▶ _Records provided_:
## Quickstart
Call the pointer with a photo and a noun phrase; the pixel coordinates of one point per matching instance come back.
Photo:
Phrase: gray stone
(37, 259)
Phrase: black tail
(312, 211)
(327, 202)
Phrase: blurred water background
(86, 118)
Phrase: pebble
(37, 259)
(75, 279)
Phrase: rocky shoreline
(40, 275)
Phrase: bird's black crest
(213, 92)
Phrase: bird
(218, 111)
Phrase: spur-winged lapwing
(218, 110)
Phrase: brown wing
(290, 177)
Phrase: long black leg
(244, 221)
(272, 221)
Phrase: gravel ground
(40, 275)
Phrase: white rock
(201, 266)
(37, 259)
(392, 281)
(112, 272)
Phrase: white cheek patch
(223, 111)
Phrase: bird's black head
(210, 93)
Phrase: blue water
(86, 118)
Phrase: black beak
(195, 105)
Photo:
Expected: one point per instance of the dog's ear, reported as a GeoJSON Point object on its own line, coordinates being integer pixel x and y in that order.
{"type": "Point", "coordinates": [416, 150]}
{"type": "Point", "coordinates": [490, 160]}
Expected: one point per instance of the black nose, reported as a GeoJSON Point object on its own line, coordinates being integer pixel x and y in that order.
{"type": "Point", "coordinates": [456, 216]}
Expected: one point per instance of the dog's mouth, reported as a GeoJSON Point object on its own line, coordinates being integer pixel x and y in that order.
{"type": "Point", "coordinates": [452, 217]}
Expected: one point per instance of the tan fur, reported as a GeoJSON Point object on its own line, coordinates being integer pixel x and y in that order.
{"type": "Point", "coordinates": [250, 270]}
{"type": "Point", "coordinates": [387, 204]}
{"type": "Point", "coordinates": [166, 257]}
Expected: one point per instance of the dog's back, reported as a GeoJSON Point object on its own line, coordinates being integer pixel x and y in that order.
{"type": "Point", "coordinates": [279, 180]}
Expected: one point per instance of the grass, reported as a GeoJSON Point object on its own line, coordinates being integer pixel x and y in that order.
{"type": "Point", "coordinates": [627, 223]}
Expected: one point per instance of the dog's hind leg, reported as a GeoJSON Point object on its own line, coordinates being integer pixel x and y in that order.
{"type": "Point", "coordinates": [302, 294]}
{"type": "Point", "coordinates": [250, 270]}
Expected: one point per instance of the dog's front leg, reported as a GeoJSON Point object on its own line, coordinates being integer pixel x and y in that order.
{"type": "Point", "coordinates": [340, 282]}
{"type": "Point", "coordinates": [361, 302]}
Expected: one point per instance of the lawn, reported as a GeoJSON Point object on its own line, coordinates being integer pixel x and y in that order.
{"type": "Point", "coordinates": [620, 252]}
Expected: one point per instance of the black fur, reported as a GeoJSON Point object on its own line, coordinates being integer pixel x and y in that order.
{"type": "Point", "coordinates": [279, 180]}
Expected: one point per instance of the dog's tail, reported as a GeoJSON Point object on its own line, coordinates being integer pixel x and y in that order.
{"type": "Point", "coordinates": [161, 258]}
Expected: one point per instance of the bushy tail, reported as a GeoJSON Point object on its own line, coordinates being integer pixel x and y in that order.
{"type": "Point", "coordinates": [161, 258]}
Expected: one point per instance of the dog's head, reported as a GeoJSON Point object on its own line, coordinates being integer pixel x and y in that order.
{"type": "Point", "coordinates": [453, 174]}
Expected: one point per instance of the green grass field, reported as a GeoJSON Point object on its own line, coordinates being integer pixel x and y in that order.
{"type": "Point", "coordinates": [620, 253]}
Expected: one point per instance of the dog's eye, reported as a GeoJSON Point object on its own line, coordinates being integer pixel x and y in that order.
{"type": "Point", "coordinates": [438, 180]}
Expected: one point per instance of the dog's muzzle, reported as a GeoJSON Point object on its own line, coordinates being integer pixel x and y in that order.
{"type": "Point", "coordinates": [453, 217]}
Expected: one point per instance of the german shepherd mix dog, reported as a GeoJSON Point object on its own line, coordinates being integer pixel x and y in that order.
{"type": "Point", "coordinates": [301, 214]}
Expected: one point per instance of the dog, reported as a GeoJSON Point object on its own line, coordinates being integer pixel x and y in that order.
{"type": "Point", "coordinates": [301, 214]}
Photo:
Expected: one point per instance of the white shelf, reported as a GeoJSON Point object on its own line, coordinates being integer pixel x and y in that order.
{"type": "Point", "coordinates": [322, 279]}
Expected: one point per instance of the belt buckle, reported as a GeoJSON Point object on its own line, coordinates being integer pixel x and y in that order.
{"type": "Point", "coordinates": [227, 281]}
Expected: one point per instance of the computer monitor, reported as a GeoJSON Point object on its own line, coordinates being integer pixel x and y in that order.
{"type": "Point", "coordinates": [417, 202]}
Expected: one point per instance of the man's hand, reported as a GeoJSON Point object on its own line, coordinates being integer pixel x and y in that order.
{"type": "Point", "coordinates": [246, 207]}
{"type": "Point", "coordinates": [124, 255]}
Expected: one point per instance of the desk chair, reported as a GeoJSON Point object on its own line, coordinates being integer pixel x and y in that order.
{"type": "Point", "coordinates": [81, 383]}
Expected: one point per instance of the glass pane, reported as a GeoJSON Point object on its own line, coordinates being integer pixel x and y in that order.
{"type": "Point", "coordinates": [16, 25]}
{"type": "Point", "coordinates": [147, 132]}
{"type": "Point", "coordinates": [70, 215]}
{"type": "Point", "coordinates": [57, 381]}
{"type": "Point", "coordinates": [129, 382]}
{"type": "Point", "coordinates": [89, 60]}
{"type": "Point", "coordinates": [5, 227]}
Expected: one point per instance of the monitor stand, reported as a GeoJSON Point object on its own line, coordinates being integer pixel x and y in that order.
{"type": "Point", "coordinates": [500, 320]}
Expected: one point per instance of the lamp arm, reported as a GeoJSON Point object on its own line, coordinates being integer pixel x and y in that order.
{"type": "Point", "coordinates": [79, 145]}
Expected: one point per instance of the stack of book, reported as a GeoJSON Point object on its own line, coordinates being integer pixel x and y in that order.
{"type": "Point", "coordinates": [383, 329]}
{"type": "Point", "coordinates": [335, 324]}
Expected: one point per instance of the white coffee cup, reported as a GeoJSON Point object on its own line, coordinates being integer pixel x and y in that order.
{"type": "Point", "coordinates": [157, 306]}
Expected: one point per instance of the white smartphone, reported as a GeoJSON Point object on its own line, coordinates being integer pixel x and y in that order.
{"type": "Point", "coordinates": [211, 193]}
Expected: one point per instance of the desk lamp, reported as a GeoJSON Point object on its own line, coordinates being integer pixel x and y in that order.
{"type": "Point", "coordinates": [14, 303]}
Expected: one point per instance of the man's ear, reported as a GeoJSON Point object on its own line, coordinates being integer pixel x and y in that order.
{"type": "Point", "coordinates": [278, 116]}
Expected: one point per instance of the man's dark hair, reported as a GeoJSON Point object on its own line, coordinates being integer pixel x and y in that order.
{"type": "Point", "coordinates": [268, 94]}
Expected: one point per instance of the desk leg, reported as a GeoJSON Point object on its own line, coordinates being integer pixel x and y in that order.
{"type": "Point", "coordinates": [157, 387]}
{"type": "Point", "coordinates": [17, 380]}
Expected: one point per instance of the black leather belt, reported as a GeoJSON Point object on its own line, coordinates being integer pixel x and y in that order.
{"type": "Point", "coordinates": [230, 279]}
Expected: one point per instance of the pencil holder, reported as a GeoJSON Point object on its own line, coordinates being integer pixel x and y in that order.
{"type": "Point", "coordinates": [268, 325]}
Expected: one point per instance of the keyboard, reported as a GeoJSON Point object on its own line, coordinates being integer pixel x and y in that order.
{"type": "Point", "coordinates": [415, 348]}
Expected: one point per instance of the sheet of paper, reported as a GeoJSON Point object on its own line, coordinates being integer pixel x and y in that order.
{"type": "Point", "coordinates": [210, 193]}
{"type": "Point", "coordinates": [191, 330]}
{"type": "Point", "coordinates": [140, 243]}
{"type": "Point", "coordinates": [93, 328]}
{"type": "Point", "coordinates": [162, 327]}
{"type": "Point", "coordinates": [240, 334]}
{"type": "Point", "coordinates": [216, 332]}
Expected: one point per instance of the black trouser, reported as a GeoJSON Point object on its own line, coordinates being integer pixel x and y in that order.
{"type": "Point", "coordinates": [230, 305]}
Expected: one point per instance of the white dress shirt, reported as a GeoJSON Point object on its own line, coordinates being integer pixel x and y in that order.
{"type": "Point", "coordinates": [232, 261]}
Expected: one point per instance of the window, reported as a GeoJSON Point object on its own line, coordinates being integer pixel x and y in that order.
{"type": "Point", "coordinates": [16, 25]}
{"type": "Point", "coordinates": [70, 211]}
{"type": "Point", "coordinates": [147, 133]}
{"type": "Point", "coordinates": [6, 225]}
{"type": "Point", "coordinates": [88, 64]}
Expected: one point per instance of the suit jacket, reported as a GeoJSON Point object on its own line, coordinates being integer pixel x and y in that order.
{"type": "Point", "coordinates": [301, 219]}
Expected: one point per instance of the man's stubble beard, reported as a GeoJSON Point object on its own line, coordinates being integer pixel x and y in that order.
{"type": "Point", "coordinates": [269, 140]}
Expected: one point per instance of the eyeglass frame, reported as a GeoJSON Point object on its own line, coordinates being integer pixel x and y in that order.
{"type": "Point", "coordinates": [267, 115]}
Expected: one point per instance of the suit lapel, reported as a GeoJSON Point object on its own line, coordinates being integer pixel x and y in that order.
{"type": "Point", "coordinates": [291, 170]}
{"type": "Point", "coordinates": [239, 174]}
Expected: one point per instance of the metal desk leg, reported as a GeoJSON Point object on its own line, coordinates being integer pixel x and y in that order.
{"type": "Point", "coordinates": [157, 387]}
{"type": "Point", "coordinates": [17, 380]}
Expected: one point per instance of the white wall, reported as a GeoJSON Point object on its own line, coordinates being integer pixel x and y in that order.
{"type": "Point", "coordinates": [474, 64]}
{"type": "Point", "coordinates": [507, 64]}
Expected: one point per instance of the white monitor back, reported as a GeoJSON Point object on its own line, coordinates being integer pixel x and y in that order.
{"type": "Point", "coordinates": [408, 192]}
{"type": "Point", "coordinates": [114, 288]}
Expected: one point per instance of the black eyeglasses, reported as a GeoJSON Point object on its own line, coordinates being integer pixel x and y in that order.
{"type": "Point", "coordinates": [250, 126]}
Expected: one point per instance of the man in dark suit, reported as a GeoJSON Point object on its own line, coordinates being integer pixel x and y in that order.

▶ _What is needed_:
Lines from the one containing "Expected: one point per instance of the white monitor" through the final line are to be given again verbatim, with nothing before or after.

▶ _Problem solution_:
Expected: one point per instance of the white monitor back, reported as a GeoJSON Point object on its own line, coordinates being integer pixel x and y in that order.
{"type": "Point", "coordinates": [408, 192]}
{"type": "Point", "coordinates": [114, 288]}
Expected: one point per instance of the black eyeglasses, reported as a GeoJSON Point object on its own line, coordinates being integer pixel x and y in that order.
{"type": "Point", "coordinates": [250, 126]}
Expected: one point per instance of the man in dark suit, reported as a GeoJSON Point object on its own line, coordinates being integer pixel x and y in that order.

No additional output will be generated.